## WHAT YOU SHOULD DO
Swap every "dot" in the material below for "mark" and copy the rest unchanged.

## INFORMATION SUPPLIED
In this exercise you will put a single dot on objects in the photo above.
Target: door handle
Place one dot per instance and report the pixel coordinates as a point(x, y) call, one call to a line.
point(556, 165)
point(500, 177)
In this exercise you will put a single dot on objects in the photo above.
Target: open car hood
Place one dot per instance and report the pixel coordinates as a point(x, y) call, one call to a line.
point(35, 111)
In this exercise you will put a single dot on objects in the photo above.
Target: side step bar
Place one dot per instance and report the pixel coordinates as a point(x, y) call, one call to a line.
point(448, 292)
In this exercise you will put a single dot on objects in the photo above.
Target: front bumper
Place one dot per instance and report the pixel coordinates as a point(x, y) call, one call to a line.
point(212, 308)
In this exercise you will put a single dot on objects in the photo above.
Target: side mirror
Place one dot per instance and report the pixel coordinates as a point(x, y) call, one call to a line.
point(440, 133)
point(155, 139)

## RESPONSE TO THIS EXERCISE
In this exercise you will put a single mark on objects in the photo above.
Target: door handle
Place one mark per instance and report the pixel coordinates as a point(x, y) call, one call to a line.
point(556, 165)
point(500, 177)
In this exercise you will put a single mark on objects in the photo above.
Target: open car hood
Place one mark per instance and report the pixel coordinates as a point(x, y) call, one call to a line.
point(35, 111)
In this exercise you will put a single mark on objects in the photo above.
Target: side step bar
Place one mark per instance and report the pixel coordinates as a point(x, y) call, one call to a line.
point(448, 292)
In this exercise you will put a single mark on objects in the photo above.
Target: front bumper
Place one mark per instance and report the pixel coordinates as a point(x, y) call, one call to a line.
point(212, 308)
In this exercise you will put a single mark on objects in the photo above.
Target: side mirror
Place one mark per instance and report the pixel coordinates as a point(x, y) call, one call to a line.
point(440, 133)
point(155, 139)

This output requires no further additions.